*** Opening of GIVEN INFORMATION ***

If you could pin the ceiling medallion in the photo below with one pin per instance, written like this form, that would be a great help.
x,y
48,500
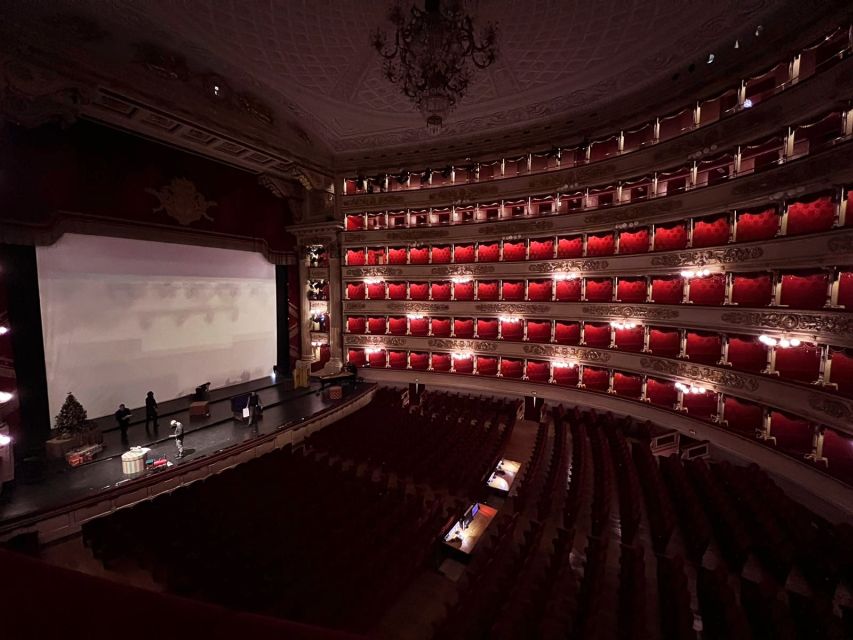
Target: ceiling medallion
x,y
429,55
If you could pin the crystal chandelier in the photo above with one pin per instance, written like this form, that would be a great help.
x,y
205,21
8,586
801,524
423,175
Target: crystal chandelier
x,y
429,55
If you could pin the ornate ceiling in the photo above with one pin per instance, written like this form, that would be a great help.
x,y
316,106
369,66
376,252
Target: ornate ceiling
x,y
309,67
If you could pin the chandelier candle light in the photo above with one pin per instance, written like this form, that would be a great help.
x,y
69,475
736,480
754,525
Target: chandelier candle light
x,y
432,53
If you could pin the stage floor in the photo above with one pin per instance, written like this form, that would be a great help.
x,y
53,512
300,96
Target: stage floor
x,y
202,437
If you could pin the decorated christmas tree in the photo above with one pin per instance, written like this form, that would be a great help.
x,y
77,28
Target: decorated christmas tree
x,y
72,416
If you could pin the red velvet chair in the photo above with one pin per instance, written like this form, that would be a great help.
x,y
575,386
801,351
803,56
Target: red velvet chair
x,y
667,289
355,257
568,290
629,386
356,324
760,225
752,290
487,365
567,332
397,290
541,249
799,363
441,255
538,371
487,328
671,237
488,252
463,290
397,325
487,290
596,334
709,291
513,290
634,241
572,247
355,291
746,353
600,245
804,291
630,339
515,250
664,342
711,232
631,290
703,348
463,327
596,379
599,289
539,290
811,216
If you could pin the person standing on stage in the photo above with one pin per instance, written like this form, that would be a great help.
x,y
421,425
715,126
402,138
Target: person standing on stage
x,y
178,436
151,411
123,420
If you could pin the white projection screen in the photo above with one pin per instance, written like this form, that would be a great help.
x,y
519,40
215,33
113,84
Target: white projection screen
x,y
124,317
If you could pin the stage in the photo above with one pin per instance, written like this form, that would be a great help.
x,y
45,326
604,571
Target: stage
x,y
204,439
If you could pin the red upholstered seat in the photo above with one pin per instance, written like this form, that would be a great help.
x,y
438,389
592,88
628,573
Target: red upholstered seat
x,y
747,353
463,327
634,241
671,237
799,363
487,366
463,290
397,325
710,290
804,291
752,290
539,290
572,247
397,290
631,290
596,334
703,348
440,290
355,291
487,328
376,325
600,245
463,253
661,392
512,330
441,255
515,250
667,289
711,232
811,216
487,290
664,342
512,368
627,385
441,362
355,257
599,289
567,332
488,252
761,225
419,361
541,249
568,290
356,324
596,379
630,339
513,290
419,291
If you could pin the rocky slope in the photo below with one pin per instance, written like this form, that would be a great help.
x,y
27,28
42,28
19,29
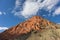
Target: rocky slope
x,y
29,29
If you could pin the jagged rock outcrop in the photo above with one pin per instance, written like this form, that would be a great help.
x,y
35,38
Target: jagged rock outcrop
x,y
24,29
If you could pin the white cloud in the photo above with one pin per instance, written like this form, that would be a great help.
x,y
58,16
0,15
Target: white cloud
x,y
3,28
31,7
57,11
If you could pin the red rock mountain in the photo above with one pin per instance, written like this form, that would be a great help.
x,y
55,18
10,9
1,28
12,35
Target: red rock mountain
x,y
36,23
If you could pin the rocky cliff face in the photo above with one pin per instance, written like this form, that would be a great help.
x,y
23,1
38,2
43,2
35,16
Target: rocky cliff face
x,y
24,29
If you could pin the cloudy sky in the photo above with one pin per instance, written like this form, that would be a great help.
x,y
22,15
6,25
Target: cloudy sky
x,y
13,12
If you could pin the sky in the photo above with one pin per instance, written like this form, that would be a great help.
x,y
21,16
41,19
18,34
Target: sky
x,y
13,12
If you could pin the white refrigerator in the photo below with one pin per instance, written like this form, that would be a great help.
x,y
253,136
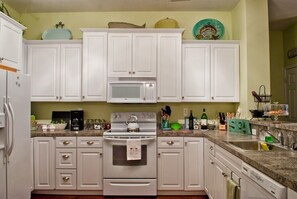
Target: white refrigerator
x,y
15,154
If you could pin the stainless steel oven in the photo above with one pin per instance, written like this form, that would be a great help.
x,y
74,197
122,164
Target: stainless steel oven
x,y
129,158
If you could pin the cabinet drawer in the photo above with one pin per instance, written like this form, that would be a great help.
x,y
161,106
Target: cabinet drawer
x,y
170,142
210,147
66,158
89,142
65,179
66,142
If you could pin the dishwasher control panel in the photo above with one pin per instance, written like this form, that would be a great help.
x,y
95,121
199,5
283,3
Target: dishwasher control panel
x,y
2,120
270,185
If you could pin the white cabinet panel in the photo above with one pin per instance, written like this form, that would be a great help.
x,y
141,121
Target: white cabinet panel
x,y
89,169
225,72
196,72
169,67
44,163
170,169
94,66
55,70
193,163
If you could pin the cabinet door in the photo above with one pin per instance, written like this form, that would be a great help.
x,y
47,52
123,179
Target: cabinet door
x,y
94,66
44,67
70,76
225,72
144,55
89,169
169,67
119,54
44,163
11,44
194,163
220,181
170,169
196,72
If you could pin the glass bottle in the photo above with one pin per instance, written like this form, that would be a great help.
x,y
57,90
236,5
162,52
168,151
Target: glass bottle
x,y
203,120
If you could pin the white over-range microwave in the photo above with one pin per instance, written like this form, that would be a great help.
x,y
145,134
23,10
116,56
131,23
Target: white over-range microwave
x,y
132,92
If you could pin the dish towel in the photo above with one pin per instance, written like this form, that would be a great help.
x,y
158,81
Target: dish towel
x,y
133,149
233,190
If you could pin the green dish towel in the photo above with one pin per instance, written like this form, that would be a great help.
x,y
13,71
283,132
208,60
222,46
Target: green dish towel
x,y
233,190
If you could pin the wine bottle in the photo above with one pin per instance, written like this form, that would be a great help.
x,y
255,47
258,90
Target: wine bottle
x,y
203,121
191,121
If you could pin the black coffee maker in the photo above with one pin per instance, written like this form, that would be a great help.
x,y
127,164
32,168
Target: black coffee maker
x,y
76,120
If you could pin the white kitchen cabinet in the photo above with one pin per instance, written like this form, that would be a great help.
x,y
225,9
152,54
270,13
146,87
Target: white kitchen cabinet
x,y
132,54
196,72
169,67
210,71
11,36
65,163
44,163
225,72
193,163
170,163
94,65
55,69
89,163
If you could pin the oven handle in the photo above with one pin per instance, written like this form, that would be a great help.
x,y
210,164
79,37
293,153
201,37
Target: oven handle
x,y
123,139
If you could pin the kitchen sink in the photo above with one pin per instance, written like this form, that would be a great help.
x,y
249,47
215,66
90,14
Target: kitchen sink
x,y
255,146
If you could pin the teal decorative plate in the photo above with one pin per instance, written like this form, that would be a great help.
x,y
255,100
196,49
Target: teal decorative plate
x,y
208,29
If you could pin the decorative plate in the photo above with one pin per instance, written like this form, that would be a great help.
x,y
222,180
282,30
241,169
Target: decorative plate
x,y
208,29
56,34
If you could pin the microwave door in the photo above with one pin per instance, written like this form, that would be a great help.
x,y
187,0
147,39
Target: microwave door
x,y
126,92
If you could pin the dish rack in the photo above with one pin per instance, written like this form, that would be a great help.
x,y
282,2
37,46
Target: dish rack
x,y
261,97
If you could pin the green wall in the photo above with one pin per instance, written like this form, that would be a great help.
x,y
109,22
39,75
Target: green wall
x,y
102,110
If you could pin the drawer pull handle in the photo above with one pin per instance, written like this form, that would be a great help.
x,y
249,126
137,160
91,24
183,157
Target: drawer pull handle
x,y
65,179
65,156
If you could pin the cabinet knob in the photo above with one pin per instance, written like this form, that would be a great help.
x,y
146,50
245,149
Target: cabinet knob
x,y
65,179
65,156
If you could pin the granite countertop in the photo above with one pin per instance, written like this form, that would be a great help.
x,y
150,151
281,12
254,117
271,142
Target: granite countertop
x,y
279,165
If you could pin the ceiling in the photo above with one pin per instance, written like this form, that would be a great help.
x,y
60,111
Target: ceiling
x,y
282,13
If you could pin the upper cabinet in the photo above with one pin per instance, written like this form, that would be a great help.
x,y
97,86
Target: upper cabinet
x,y
132,54
210,71
169,67
55,69
94,65
11,36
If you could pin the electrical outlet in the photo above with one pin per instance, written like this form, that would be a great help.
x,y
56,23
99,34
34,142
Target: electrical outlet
x,y
186,112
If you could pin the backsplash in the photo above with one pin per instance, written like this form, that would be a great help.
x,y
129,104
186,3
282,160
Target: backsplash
x,y
102,110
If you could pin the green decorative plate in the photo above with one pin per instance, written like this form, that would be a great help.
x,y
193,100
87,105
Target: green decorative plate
x,y
208,29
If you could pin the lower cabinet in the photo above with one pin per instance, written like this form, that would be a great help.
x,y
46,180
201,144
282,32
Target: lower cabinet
x,y
180,163
219,166
67,163
44,163
89,163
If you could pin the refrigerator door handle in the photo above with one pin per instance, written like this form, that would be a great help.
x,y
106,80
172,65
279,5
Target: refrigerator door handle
x,y
7,134
12,129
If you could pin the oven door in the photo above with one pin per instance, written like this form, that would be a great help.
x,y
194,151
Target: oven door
x,y
117,165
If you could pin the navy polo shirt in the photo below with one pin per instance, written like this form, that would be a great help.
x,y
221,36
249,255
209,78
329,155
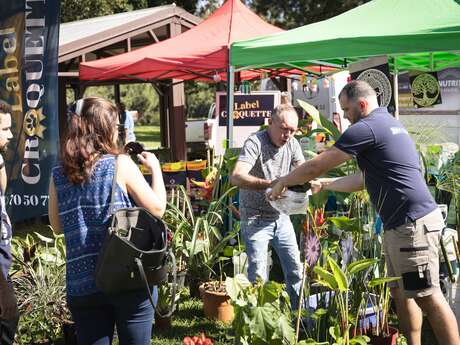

*** Close of GIVEN INFORMATION ***

### EXERCISE DESCRIPTION
Filter the preceding entries down to the lines with "below".

### REPLY
If you could pin the ceiling medallion in the photo below with one pin per instance, written like this form, that would be a great help.
If you could pin the rocky slope in the photo below with one pin per instance, written like this form, that would be a great help.
If you could pin the white refrigerator in the photo below with one pin per instance, written like this form, that would be a great help.
If you could pin the navy polo shirt in the photo below with one pin per instance, written like this form, that would be a great help.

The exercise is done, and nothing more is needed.